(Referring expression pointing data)
BEGIN

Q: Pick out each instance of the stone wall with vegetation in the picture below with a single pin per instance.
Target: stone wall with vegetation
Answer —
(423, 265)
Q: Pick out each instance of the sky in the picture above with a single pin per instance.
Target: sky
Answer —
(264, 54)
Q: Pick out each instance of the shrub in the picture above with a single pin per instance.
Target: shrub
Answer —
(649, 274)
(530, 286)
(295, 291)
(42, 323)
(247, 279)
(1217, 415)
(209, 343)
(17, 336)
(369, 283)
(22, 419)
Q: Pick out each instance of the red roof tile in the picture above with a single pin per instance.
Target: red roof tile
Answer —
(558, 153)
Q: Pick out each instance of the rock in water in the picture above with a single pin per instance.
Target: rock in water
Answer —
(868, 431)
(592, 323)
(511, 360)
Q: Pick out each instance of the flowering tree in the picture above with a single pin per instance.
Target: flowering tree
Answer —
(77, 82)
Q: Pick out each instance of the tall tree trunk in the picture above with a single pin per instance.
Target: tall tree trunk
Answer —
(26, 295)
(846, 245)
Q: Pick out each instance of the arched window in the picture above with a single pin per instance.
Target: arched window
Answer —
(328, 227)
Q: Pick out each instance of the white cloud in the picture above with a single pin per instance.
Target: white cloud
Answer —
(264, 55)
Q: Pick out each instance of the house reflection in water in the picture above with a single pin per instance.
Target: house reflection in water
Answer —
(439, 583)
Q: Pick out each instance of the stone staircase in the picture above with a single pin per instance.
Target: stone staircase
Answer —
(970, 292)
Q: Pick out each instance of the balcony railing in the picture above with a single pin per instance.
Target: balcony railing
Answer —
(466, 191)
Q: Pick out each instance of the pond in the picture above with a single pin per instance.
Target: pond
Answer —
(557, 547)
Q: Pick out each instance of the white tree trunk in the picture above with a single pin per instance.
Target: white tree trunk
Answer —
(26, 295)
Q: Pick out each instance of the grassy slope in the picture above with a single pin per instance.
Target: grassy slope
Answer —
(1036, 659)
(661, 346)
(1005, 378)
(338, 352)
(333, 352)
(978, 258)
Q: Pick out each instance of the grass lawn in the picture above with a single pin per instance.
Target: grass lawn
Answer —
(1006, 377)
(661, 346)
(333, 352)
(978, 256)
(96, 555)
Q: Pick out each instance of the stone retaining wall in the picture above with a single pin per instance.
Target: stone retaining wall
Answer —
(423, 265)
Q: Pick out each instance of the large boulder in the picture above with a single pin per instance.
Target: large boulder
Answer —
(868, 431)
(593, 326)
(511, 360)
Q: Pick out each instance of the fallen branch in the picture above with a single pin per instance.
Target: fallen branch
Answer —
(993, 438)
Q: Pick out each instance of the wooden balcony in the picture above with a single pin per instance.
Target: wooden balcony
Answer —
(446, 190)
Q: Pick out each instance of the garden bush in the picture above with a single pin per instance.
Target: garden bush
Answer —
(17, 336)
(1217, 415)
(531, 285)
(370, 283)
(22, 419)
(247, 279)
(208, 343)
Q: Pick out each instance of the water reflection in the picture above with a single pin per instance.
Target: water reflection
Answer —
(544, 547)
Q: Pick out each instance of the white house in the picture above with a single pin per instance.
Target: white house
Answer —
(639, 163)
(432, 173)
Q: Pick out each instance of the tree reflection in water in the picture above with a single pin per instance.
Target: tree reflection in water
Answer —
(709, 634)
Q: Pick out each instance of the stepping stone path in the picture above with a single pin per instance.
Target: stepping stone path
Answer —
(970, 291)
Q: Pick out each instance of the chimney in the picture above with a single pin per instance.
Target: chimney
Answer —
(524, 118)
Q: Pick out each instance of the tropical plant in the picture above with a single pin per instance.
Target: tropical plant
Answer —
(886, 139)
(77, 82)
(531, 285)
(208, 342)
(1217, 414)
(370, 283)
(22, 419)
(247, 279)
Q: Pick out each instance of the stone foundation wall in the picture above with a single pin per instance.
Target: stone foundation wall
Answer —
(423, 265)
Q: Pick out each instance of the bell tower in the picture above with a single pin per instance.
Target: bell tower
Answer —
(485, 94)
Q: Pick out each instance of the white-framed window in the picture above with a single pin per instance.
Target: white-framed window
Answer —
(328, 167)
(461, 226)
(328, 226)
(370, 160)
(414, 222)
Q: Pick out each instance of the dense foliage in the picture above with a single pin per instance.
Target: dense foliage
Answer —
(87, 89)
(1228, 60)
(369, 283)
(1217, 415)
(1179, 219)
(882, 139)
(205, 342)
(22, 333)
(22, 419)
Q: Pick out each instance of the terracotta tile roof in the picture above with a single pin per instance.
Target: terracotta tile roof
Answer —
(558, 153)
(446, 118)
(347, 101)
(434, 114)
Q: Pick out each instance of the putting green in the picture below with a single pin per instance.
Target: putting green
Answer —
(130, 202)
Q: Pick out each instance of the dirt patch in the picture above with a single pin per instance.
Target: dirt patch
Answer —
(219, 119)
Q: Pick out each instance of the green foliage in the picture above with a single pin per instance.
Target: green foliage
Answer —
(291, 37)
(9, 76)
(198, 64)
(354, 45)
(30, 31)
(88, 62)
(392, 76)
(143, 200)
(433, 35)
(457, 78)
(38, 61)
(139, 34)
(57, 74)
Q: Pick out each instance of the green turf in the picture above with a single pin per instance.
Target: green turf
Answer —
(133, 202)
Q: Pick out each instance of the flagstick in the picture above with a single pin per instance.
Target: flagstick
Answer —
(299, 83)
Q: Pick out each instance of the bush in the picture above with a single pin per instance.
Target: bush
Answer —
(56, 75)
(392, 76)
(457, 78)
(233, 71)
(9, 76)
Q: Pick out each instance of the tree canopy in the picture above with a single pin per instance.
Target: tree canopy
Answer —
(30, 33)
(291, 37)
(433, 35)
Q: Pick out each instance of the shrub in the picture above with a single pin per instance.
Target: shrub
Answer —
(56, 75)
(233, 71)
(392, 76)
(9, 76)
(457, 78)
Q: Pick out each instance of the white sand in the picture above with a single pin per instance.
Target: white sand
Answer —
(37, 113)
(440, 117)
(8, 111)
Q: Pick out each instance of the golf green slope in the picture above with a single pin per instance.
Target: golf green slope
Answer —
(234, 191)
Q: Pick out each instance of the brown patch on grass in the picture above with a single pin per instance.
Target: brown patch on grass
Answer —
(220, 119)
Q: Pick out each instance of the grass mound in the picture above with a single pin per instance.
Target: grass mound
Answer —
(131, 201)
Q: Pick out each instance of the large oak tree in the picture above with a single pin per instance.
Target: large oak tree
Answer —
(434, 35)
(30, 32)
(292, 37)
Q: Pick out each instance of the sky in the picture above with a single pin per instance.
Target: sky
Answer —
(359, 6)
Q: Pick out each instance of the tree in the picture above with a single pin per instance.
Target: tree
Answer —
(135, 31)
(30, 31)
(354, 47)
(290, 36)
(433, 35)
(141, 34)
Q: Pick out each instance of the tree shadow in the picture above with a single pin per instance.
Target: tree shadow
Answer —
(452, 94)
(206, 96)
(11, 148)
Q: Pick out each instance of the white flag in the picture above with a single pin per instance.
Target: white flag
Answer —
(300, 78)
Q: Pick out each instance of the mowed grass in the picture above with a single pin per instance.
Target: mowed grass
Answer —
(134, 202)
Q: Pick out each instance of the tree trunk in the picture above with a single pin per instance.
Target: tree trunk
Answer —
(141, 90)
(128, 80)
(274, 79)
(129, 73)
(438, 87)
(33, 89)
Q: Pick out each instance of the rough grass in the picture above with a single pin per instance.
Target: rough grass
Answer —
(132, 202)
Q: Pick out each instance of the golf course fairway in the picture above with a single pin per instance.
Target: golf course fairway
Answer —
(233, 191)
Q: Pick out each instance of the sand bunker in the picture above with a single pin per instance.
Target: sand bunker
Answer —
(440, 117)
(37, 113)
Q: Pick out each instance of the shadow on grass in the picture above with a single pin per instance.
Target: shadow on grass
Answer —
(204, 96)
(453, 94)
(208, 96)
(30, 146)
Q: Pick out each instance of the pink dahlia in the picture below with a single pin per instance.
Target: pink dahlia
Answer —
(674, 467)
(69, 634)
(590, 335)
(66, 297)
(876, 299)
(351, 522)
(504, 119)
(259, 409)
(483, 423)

END

- Task statement:
Look through the records and gather every line containing "railing".

- Written solution:
Q: Pick out each instance of the balcony railing in the picture above with a single pin per instance.
Target: balcony railing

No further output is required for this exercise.